— start of Material to process —
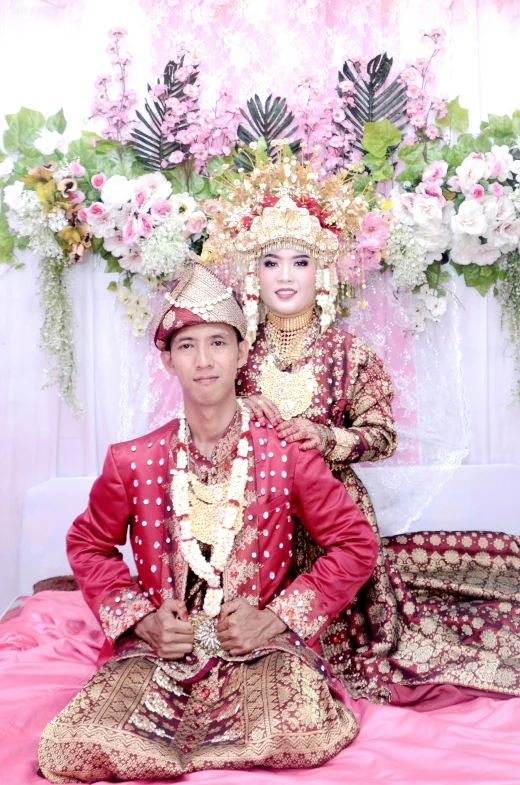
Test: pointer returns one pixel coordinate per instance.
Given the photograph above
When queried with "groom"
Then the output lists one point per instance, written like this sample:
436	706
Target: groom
217	660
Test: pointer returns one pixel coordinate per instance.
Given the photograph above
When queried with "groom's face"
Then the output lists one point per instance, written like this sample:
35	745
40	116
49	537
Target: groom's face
206	358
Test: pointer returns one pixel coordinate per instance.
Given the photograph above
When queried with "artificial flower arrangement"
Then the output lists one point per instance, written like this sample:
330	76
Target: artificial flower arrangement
142	192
— end of Material to process —
> Prompt
Switch every "photograph" in the listing to "image" and write out all its lines again with nothing else changed. Leave the pictures out.

> Output of the task
Test: pointer returns one pixel coordinate per instance.
Given the image above
When queried with "groom"
Then the output lists one point per instance, written like this sample:
436	706
Target: groom
217	660
Test: pointer returns one pixel coordinate per instance.
Given the image above
When queried with "groom's face"
Then the output lists one point per instance, written like this sample:
35	745
40	116
49	537
Target: groom's face
206	358
Test: pointer returns one pixel coordinate per instance.
Given the image above
When queried with "artificial flower arrangement"
Then the output lists one point per instance, written like this sample:
330	76
Target: artificial flower arrangement
142	192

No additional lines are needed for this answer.